What the task asks: Two lines below mark the span: the one containing "point(19, 111)" and the one containing "point(1037, 520)". Set down both, plus every line between, exactly as they stand, and nothing else.

--- START ---

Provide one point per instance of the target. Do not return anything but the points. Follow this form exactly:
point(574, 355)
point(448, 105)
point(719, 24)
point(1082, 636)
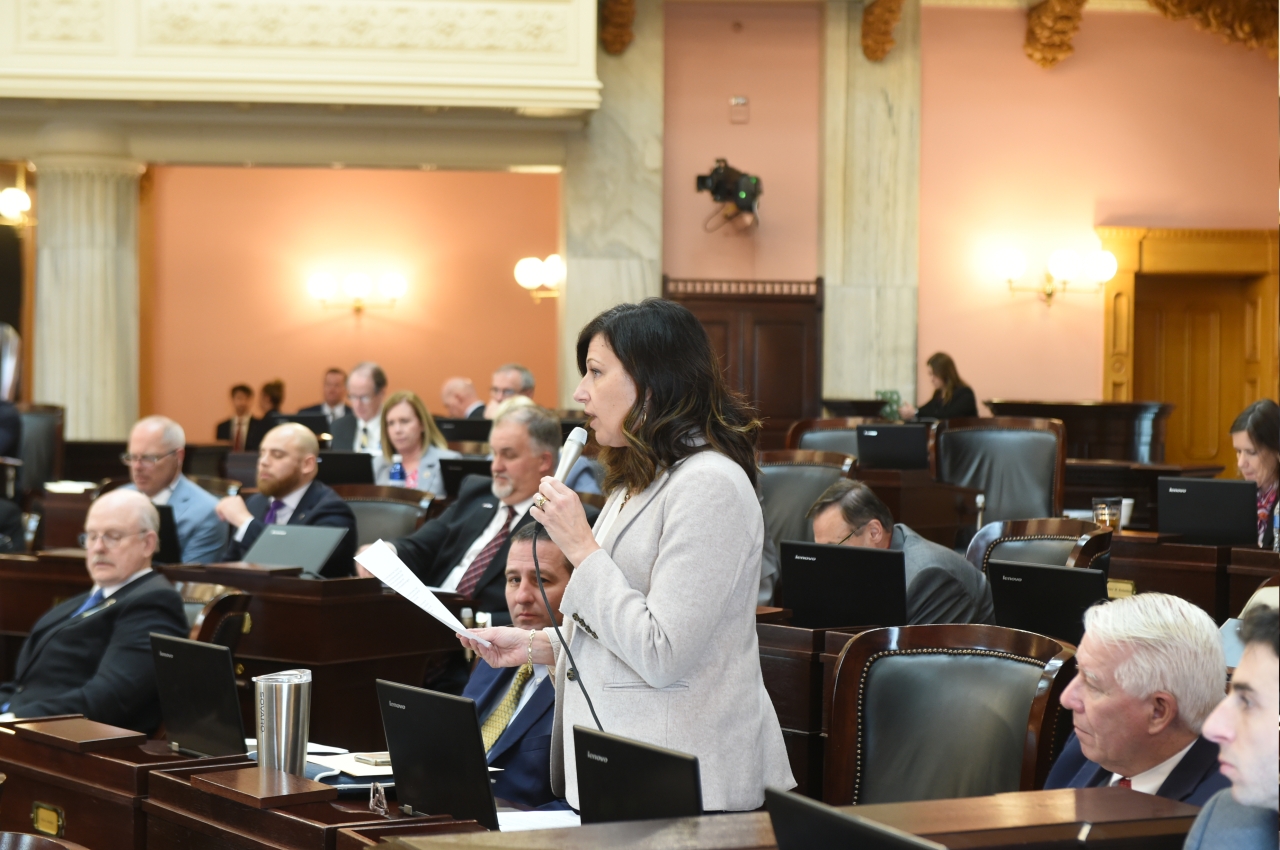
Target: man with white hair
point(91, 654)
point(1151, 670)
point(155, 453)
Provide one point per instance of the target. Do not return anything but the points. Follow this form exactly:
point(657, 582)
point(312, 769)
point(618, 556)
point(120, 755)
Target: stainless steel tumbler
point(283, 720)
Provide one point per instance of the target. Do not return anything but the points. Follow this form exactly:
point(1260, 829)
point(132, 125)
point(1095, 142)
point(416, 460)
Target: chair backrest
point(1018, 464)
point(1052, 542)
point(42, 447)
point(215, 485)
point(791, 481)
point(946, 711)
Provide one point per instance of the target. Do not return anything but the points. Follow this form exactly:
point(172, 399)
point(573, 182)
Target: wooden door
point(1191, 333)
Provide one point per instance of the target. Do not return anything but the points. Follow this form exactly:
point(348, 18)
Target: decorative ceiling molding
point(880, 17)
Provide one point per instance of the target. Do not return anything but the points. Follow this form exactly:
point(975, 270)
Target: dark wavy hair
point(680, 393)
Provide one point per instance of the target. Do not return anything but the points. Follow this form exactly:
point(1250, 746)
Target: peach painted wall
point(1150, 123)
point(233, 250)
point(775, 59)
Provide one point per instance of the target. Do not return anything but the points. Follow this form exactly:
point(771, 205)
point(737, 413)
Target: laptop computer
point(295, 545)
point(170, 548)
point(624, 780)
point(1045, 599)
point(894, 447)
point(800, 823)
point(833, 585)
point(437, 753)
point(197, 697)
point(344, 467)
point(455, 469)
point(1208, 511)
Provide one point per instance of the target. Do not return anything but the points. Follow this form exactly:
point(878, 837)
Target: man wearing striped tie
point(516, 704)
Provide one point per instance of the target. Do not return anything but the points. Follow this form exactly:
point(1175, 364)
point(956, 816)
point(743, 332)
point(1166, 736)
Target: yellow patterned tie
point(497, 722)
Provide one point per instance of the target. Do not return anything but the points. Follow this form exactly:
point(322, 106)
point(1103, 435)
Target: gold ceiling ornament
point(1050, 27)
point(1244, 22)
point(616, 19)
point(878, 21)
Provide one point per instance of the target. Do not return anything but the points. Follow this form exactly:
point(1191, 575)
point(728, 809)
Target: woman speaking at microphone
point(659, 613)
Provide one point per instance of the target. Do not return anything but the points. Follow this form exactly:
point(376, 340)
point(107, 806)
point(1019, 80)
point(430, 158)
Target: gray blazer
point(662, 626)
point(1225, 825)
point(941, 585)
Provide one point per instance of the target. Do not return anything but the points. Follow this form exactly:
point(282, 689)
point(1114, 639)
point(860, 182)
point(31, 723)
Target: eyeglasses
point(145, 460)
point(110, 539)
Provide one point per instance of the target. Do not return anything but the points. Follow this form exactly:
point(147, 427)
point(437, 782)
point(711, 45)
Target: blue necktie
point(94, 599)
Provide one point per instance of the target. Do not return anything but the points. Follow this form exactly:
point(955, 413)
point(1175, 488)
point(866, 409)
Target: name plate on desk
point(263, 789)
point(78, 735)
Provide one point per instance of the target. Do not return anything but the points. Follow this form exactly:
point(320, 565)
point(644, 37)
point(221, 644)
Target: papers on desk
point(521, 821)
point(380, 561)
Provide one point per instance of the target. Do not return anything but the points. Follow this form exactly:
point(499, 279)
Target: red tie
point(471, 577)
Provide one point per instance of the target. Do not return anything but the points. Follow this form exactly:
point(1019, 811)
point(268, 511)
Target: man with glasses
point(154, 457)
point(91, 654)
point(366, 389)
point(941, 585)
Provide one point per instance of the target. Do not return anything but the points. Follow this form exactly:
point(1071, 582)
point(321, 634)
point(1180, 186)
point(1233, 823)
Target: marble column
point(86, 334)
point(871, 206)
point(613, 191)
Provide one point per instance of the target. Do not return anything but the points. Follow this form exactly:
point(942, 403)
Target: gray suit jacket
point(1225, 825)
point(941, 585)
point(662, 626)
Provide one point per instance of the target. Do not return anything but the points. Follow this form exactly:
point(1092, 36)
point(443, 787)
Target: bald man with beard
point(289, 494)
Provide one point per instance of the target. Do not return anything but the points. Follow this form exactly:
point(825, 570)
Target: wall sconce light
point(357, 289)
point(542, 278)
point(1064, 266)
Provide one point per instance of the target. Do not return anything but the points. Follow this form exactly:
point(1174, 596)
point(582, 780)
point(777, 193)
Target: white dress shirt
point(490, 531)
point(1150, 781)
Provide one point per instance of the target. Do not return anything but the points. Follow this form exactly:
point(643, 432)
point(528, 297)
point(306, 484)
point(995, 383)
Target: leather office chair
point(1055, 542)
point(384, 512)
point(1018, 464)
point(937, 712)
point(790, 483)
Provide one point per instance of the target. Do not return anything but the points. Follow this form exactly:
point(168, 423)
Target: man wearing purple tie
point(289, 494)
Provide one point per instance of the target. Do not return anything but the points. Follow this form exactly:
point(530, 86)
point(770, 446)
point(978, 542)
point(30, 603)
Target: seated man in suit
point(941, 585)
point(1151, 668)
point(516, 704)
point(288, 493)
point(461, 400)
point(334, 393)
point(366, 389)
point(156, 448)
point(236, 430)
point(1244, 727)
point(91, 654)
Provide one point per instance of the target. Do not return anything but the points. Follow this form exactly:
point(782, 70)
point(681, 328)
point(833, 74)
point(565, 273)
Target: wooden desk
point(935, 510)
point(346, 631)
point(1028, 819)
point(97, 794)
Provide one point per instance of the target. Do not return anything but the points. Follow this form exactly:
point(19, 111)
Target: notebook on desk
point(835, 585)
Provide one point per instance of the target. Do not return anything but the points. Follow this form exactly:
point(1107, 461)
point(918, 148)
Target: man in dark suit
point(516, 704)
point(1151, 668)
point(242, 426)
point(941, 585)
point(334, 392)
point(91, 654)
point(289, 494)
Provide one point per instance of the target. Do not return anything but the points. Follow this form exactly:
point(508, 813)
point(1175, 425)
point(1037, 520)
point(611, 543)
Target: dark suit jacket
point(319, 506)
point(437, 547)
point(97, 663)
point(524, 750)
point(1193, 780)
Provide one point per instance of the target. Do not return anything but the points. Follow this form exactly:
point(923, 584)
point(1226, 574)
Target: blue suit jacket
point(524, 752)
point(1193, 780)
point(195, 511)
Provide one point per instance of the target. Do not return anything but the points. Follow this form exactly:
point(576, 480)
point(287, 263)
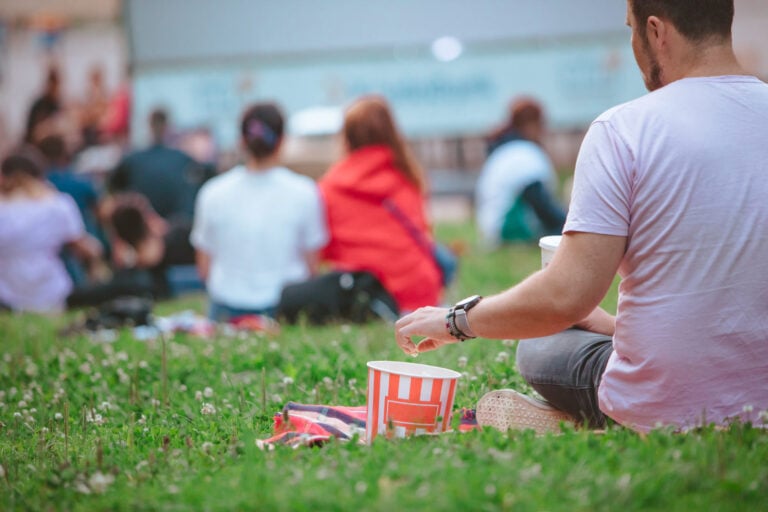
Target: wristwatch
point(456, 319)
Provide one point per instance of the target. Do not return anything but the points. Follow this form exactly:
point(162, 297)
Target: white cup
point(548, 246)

--- END ---

Exercise response:
point(19, 111)
Target: notebook on desk
point(835, 585)
Provide one point per instance of the target. Do not return anything but the points. Follow this form exactly:
point(1107, 461)
point(918, 148)
Target: man in dark suit
point(516, 704)
point(1151, 668)
point(242, 426)
point(941, 585)
point(334, 392)
point(91, 654)
point(289, 494)
Provide one point per instance of the target. Do not return anything but the points. Follow this form exactly:
point(508, 813)
point(1175, 425)
point(1037, 520)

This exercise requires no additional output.